Work to complete:
Format every line of the entries below as a numbered list, omitting blank lines. Keep the pictures out of your answer.

[Record extracts start]

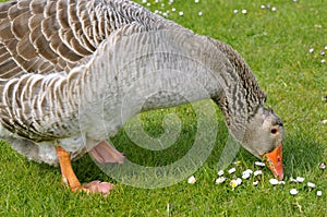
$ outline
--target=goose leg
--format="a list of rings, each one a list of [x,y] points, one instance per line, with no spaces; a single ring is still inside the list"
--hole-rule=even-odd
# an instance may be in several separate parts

[Record extracts end]

Result:
1. $ outline
2. --target=goose leg
3. --format="a list of rings, each one a list of [x,y] points, one instance per line, with no spaces; a single ring is still inside the list"
4. --hole-rule=even-odd
5. # an instance may be in several separate parts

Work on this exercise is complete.